● **Task prompt**: Copy the lines starting at the line containing "[locate] wooden floor" and ending at the line containing "Target: wooden floor plank", swapping "wooden floor plank" for "oak floorboard" and leaving everything else unchanged.

● **Recorded information**:
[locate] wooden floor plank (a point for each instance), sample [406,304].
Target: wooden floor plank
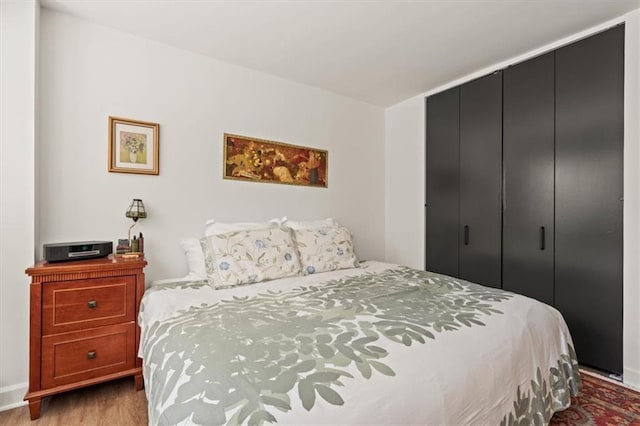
---
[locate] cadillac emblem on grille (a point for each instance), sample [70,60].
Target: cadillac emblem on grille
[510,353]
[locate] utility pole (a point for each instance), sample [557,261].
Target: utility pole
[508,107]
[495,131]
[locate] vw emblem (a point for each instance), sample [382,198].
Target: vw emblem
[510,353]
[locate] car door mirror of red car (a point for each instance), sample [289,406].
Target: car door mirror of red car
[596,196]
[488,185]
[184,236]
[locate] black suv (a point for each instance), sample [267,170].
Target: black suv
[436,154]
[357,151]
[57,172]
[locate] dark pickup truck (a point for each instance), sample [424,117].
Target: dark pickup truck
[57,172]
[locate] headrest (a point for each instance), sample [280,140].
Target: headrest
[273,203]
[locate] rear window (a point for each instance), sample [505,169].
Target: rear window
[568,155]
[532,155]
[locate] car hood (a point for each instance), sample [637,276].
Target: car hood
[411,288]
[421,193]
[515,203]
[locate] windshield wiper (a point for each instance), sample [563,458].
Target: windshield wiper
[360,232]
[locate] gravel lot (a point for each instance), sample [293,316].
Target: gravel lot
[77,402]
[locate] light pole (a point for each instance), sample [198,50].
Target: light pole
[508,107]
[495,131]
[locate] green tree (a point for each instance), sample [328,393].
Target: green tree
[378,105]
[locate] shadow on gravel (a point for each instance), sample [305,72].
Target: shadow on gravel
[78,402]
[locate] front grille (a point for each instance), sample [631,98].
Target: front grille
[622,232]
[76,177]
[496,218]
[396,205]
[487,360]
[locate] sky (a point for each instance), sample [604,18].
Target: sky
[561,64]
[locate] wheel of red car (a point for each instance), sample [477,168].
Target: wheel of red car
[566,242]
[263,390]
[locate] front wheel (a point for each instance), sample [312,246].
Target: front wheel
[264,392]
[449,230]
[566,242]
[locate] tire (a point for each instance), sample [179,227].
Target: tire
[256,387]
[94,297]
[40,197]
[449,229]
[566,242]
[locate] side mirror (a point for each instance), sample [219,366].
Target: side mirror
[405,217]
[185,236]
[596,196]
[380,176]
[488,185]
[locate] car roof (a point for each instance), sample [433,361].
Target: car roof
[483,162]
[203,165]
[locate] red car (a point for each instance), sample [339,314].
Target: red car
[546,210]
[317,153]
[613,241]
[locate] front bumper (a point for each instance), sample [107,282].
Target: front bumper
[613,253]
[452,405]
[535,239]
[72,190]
==
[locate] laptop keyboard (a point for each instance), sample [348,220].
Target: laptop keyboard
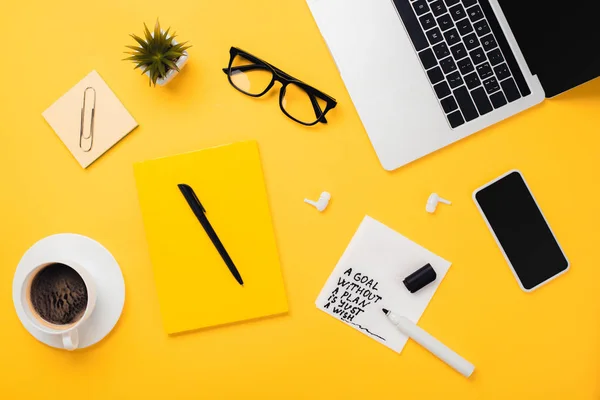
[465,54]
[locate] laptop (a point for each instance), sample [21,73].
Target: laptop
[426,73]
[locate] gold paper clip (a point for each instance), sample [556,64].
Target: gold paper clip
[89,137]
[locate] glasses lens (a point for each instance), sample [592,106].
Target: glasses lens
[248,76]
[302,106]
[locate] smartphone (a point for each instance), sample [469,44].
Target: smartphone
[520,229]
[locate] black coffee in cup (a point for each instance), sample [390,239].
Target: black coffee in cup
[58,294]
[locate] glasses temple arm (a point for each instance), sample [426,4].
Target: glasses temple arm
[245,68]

● **Exercise result**:
[locate] oak floorboard (a point for each instance), sample [406,304].
Target: oak floorboard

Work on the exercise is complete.